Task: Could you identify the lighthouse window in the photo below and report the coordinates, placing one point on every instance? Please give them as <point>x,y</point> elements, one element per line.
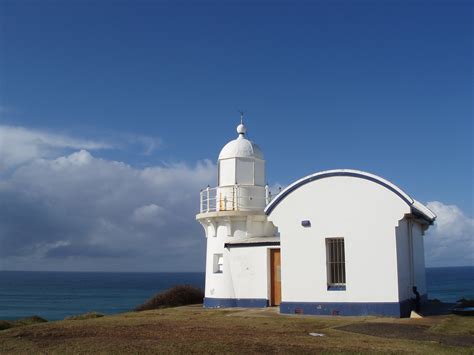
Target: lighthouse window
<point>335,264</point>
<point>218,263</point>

▬▬▬▬▬▬

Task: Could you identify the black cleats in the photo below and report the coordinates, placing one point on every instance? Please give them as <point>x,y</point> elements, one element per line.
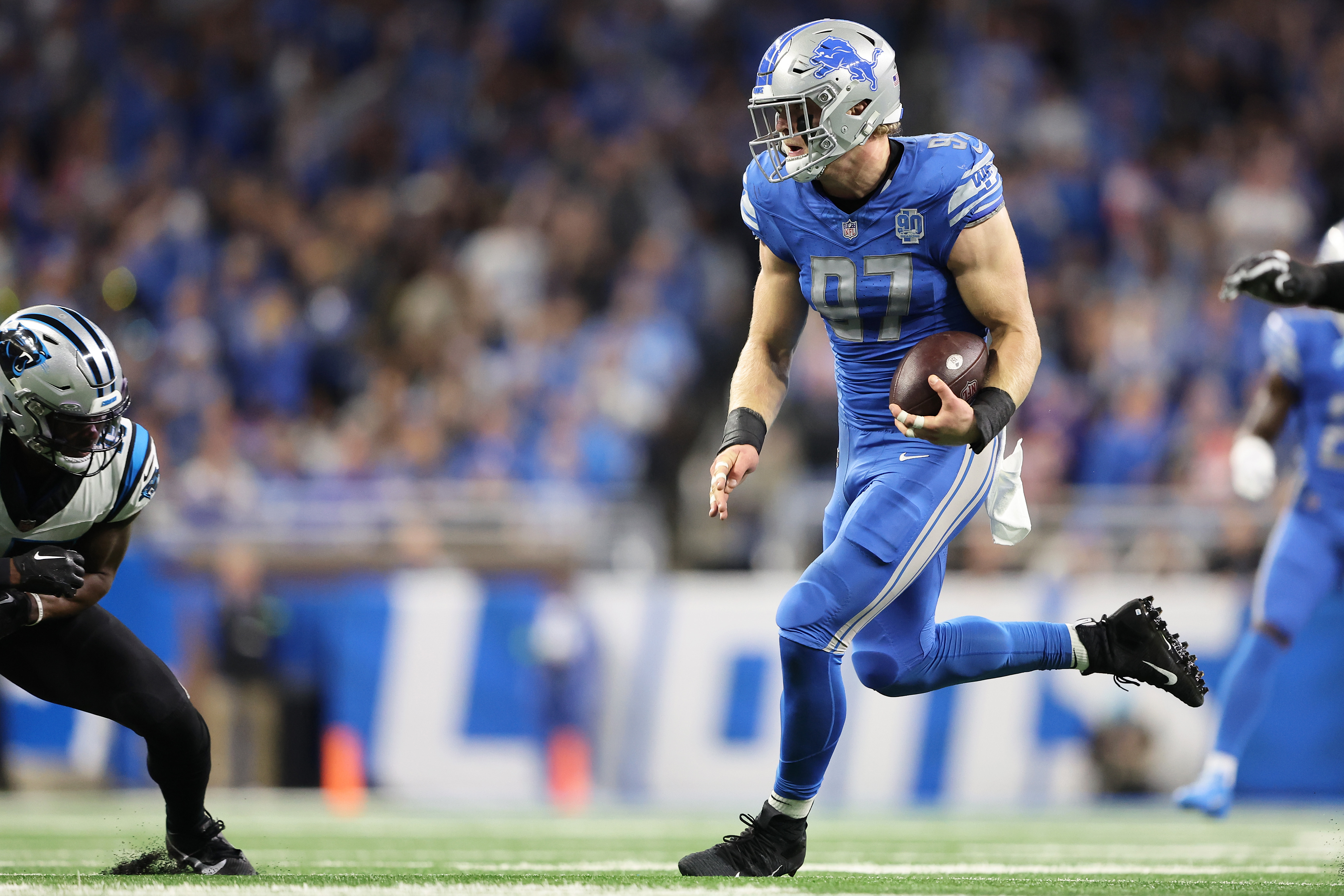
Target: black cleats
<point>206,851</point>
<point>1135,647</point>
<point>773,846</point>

▬▬▬▬▬▬

▶ **THE PROBLEM**:
Search the entries for the string "them". Copy every line that has it.

▶ **SOLUTION TO THIS TASK**:
Task: Could you identify the lighthouse window in the photo below and report the coordinates, placing one point on every instance? Please give them as <point>x,y</point> elements, one element per line.
Task: Could you identify the black cleats in the photo below and report the coordinates, placing one point on every instance? Please give them as <point>x,y</point> elements, one element per line.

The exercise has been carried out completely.